::: SELECTION

Tariq Ahmed Dar was not as lucky as two other co-accused, who were acquitted in the 2005 Delhi serial blasts case, as a court here awarded him 10 years in jail for being a member of Lashkar-e-Tayyaba despite absolving him of the key charge of conspiring to trigger the bombings.
Additional Sessions Judge Reetesh Singh acquitted Dar of the charges of conspiracy to wage a war against the government by carrying out the blasts.
However, he was convicted and awarded the jail term for the offence punishable under Section 38 (being the member of a terror organisation) and Section 39 (giving support to such outfit) of the Unlawful Activities Prevention Act, the charges which were not framed by the court at the outset.
“In the absence of any evidence regarding Dar being involved in the conspiracy behind these blasts, none of the charges framed against him are made out,” the court said.
However, it said that ‘even though no charge was framed against Dar for the offences under sections 38 and 39 of UAPA, the ingredients of the offences (38 and 39 UAPA) are very much made out’.
"Hence for the reasons recorded above, Dar is found guilty of the offences under section 38 and 39 of the UAPA," it said.

::::::

*AIM A*
Pick out every line in the records below that contains the string "windscreen" and copy each one out in full.

::: DATA TO PROCESS

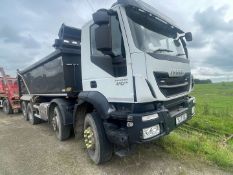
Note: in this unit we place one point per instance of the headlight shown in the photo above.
(151, 132)
(150, 117)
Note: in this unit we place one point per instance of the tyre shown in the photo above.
(24, 110)
(31, 117)
(62, 131)
(98, 147)
(7, 109)
(79, 122)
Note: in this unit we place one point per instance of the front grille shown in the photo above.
(171, 86)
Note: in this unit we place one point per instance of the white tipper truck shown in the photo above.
(123, 79)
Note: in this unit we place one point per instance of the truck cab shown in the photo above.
(138, 60)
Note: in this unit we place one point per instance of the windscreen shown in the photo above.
(153, 35)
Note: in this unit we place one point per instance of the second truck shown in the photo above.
(123, 79)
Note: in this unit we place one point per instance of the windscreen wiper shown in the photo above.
(162, 50)
(180, 54)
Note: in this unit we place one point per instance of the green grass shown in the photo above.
(213, 125)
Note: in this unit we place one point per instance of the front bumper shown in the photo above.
(166, 120)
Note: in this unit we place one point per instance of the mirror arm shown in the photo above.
(184, 45)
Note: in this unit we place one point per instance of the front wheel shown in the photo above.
(31, 116)
(62, 131)
(24, 110)
(98, 147)
(7, 109)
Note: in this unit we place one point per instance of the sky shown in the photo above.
(28, 29)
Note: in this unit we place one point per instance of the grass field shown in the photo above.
(209, 135)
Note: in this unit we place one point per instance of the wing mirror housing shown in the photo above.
(103, 33)
(188, 36)
(101, 17)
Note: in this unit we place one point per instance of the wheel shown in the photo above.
(31, 117)
(7, 109)
(79, 122)
(24, 110)
(62, 131)
(98, 147)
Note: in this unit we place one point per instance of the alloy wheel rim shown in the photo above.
(89, 138)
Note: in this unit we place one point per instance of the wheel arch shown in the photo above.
(66, 108)
(97, 100)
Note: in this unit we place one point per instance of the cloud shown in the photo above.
(215, 32)
(10, 35)
(213, 20)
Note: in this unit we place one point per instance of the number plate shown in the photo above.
(181, 118)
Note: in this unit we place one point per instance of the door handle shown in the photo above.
(93, 84)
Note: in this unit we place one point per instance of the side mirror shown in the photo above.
(103, 34)
(101, 17)
(103, 39)
(177, 43)
(188, 36)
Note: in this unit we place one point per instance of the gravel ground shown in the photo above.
(34, 150)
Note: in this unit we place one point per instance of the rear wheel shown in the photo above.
(7, 109)
(24, 110)
(62, 131)
(98, 147)
(32, 118)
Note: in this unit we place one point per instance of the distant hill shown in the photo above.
(198, 81)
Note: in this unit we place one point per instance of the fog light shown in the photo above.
(151, 132)
(193, 110)
(150, 117)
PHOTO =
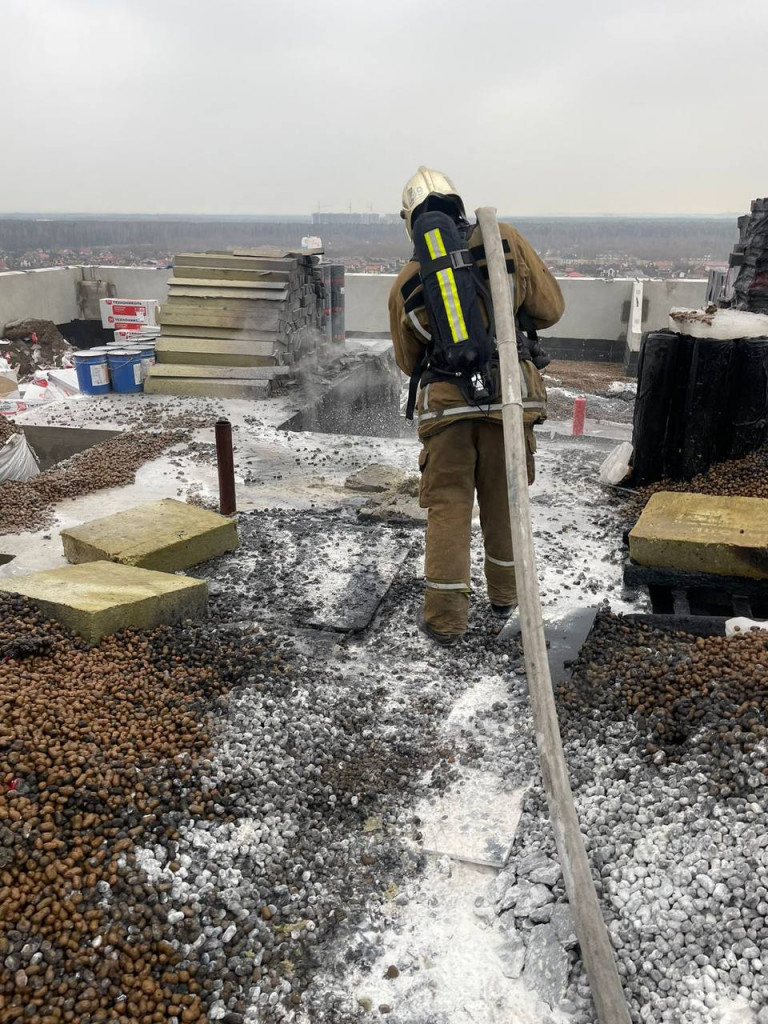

::::::

*AIM B*
Retype the entire article above about the court ruling on Tariq Ahmed Dar, word for word and with no changes.

*EXERCISE RESULT A*
Note: in this unit we place one point per instance of the windscreen shown in the photo above.
Note: in this unit we place one point per instance of the windscreen wiper shown in the photo above.

*EXERCISE RESULT B*
Tariq Ahmed Dar was not as lucky as two other co-accused, who were acquitted in the 2005 Delhi serial blasts case, as a court here awarded him 10 years in jail for being a member of Lashkar-e-Tayyaba despite absolving him of the key charge of conspiring to trigger the bombings.
Additional Sessions Judge Reetesh Singh acquitted Dar of the charges of conspiracy to wage a war against the government by carrying out the blasts.
However, he was convicted and awarded the jail term for the offence punishable under Section 38 (being the member of a terror organisation) and Section 39 (giving support to such outfit) of the Unlawful Activities Prevention Act, the charges which were not framed by the court at the outset.
“In the absence of any evidence regarding Dar being involved in the conspiracy behind these blasts, none of the charges framed against him are made out,” the court said.
However, it said that ‘even though no charge was framed against Dar for the offences under sections 38 and 39 of UAPA, the ingredients of the offences (38 and 39 UAPA) are very much made out’.
"Hence for the reasons recorded above, Dar is found guilty of the offences under section 38 and 39 of the UAPA," it said.